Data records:

● ● ●

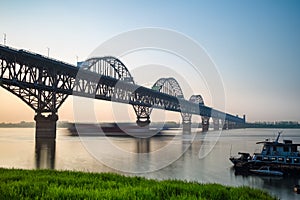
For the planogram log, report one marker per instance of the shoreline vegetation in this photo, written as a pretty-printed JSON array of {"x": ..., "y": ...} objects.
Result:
[
  {"x": 66, "y": 124},
  {"x": 52, "y": 184}
]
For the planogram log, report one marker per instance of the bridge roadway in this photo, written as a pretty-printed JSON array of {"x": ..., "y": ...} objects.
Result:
[{"x": 44, "y": 84}]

● ● ●

TASK TO CARRY OUT: In the part of the records that opens with the line containing "of the bridge" and closes at the end of the records, rename "roadway" to "deck" and give those lines again with nothing else changed.

SOLUTION TO THIS PROBLEM:
For the planogram log, report one marker per instance of the bridge deck in this photo, written as a pretty-printed JSON array of {"x": ..., "y": ...} objects.
Result:
[{"x": 44, "y": 84}]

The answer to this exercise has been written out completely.